§ **Prompt**:
Could you quote, exactly as they stand, the lines running from the one with "Target: dark knee socks" to the final line of the material?

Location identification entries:
- - - - - - -

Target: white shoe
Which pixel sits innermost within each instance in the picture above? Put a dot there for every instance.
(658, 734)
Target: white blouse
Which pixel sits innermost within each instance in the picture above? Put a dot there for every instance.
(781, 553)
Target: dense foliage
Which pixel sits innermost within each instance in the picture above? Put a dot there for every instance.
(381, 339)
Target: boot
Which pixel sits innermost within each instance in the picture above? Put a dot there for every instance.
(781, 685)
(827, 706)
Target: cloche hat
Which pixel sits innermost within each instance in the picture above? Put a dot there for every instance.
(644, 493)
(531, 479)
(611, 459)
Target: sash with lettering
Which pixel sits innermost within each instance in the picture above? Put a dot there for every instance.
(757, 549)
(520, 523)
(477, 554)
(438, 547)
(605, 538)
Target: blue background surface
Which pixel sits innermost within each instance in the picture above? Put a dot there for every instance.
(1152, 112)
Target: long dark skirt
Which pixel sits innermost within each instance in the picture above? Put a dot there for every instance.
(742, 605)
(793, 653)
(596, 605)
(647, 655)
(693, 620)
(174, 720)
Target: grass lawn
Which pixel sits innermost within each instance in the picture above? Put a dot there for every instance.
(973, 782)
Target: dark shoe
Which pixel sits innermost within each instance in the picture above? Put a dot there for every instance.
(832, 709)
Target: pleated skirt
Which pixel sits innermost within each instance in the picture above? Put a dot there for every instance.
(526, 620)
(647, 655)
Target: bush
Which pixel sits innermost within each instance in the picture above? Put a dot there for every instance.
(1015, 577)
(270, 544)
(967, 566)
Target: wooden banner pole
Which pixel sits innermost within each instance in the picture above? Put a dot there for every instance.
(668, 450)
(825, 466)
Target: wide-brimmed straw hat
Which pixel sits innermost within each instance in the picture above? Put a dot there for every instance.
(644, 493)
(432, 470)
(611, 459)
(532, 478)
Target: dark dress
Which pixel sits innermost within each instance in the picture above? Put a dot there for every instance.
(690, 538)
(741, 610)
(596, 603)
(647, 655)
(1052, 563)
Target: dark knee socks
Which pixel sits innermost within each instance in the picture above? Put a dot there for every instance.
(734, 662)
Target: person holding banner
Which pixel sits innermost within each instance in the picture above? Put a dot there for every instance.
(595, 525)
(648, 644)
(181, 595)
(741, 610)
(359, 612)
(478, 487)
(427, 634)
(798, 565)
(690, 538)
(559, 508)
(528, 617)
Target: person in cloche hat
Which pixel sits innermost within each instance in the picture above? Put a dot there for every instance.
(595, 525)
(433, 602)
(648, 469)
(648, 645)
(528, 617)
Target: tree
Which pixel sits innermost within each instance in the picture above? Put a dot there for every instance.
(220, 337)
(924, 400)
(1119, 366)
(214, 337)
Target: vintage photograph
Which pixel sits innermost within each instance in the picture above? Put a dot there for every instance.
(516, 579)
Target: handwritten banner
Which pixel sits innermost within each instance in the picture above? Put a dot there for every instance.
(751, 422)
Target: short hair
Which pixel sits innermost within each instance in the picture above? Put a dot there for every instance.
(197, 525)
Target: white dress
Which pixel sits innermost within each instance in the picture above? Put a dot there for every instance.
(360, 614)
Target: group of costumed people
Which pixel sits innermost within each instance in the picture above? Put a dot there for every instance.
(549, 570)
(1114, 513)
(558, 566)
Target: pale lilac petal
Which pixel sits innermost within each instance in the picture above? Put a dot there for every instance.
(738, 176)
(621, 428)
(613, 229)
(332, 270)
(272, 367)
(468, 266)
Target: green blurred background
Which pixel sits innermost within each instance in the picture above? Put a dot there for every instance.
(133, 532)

- - - - - - -

§ **Answer to this task**:
Target: dark knee socks
Which pixel sits innermost within each instance in the picture above? Put a dot there for every instance.
(734, 662)
Target: person holding banner
Which pixel sits innermost within each instance in the picture above? Put a dot there for every instance.
(595, 525)
(648, 644)
(181, 595)
(741, 610)
(359, 612)
(478, 487)
(427, 634)
(798, 565)
(690, 538)
(559, 508)
(528, 617)
Target: person in cloche hat
Which pixel sits innermost within each instance in the picture above? Put a dot there for every instance.
(595, 525)
(433, 602)
(648, 469)
(648, 645)
(528, 617)
Target: tree
Which pixel sits innermost within each instance in the picture above? Put a dot there for every instance.
(220, 337)
(924, 400)
(1119, 366)
(214, 337)
Target: vintage photograph
Which pixel sits innermost within each instance in the picture above? Put a dot there for every instance.
(516, 579)
Target: handwritten banner
Which pixel sits innermost within each instance in the picture above? Put a dot there for every instance.
(751, 422)
Target: short hair
Which pixel sits innermost within each instance in the picture above? Put a dot there for every instance.
(197, 525)
Target: white dress
Which pixel sits innermost within each instance in the picture above? Put a dot there for every instance.
(360, 614)
Target: group of costumed people
Which pixel sits innermost within each instance in the picture above? Put a dot there for every instance.
(549, 570)
(1114, 513)
(558, 566)
Target: pale lilac petal
Which pixel sits innermost within each instance in the picture above? Put a dot there for every instance.
(738, 176)
(621, 428)
(613, 229)
(332, 270)
(272, 367)
(468, 266)
Target: green blurred background
Which pixel sits innermost within each instance in the picture above? Put a dot there for every instance.
(133, 532)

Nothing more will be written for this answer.